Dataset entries
# # # # # # #

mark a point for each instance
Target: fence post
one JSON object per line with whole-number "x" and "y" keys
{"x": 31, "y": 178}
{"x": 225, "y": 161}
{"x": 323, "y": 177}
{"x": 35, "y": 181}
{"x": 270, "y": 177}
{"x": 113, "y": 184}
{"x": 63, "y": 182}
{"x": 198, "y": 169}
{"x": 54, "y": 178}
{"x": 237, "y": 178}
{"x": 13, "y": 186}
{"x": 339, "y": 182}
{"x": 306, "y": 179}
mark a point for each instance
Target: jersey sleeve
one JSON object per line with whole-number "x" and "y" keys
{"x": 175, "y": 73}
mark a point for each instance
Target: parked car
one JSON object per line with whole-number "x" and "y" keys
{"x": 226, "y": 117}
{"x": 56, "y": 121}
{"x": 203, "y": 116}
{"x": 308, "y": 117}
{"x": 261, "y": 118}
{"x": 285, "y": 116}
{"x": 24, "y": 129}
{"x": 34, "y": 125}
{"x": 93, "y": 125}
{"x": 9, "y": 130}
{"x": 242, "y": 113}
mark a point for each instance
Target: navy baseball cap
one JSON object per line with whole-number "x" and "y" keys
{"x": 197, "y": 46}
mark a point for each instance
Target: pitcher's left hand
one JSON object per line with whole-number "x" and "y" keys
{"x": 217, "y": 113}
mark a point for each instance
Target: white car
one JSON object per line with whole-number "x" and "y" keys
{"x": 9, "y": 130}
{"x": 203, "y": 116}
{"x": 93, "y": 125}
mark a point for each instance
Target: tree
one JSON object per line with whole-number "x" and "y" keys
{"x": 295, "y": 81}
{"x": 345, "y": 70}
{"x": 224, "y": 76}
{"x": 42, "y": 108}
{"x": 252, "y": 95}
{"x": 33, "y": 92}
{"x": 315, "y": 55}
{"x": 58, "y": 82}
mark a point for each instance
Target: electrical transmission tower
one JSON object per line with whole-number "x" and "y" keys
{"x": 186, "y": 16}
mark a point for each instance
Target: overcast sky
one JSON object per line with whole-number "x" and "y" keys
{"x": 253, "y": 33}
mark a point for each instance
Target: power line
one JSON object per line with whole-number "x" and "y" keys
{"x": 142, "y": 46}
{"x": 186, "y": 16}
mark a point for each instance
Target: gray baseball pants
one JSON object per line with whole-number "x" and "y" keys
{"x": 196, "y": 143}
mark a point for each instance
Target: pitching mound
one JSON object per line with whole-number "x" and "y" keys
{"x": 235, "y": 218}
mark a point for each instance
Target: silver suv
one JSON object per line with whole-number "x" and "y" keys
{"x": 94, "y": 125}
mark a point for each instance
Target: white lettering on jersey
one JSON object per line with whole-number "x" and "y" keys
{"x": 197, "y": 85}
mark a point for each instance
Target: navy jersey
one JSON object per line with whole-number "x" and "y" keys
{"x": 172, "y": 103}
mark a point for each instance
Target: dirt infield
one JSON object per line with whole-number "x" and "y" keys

# # # # # # #

* [What is asked]: Please repeat the listing exactly, with nothing left out.

* [Answer for the task]:
mark a point for each instance
Target: fence post
one JSON object per line with whole-number "x" and "y" keys
{"x": 31, "y": 178}
{"x": 225, "y": 161}
{"x": 323, "y": 177}
{"x": 35, "y": 181}
{"x": 270, "y": 177}
{"x": 113, "y": 184}
{"x": 63, "y": 182}
{"x": 198, "y": 169}
{"x": 54, "y": 178}
{"x": 237, "y": 178}
{"x": 13, "y": 186}
{"x": 339, "y": 182}
{"x": 306, "y": 179}
mark a point for each instance
Target: jersey sleeve
one JSON object per line with whole-number "x" and "y" keys
{"x": 175, "y": 73}
mark a point for each instance
Target: parked car
one JSON object per line with whole-number "x" and "y" keys
{"x": 226, "y": 117}
{"x": 56, "y": 121}
{"x": 203, "y": 116}
{"x": 308, "y": 117}
{"x": 261, "y": 118}
{"x": 285, "y": 116}
{"x": 24, "y": 129}
{"x": 34, "y": 125}
{"x": 93, "y": 125}
{"x": 9, "y": 130}
{"x": 242, "y": 113}
mark a point for each instance
Target: navy baseball cap
one JSON object per line with whole-number "x" and "y" keys
{"x": 197, "y": 46}
mark a point for each instance
Target: pitcher's left hand
one JSON object per line with whole-number "x" and "y" keys
{"x": 217, "y": 113}
mark a point for each instance
Target: white car
one JSON object per line with whole-number "x" and "y" keys
{"x": 9, "y": 130}
{"x": 203, "y": 116}
{"x": 93, "y": 125}
mark a point for each instance
Target: tree
one JSON object per line with whole-number "x" and "y" keys
{"x": 295, "y": 81}
{"x": 345, "y": 70}
{"x": 224, "y": 76}
{"x": 42, "y": 108}
{"x": 252, "y": 95}
{"x": 33, "y": 92}
{"x": 315, "y": 55}
{"x": 58, "y": 82}
mark a point for each instance
Target: electrical transmission tower
one JSON object per line with whole-number "x" and "y" keys
{"x": 186, "y": 16}
mark a point for each instance
Target: overcast sky
one JSON object per line with whole-number "x" and "y" keys
{"x": 253, "y": 33}
mark a point for each instance
Target: power line
one JSON object per line with whole-number "x" and "y" keys
{"x": 142, "y": 46}
{"x": 186, "y": 16}
mark a point for each instance
Target: gray baseball pants
one JSON object per line with whole-number "x" and "y" keys
{"x": 196, "y": 143}
mark a point for each instance
Target: pitching mound
one JSON object per line with whole-number "x" and "y" keys
{"x": 235, "y": 218}
mark a point for each instance
Target: silver suv
one JSON object per line with whole-number "x" and "y" keys
{"x": 94, "y": 125}
mark a point for each instance
Target: white lettering on jersey
one JSON object per line with whole-number "x" and "y" keys
{"x": 197, "y": 85}
mark a point for each instance
Target: navy jersey
one JSON object per line with whole-number "x" and "y" keys
{"x": 172, "y": 103}
mark a point for each instance
Target: dirt infield
one JSON object per line with whole-number "x" and "y" keys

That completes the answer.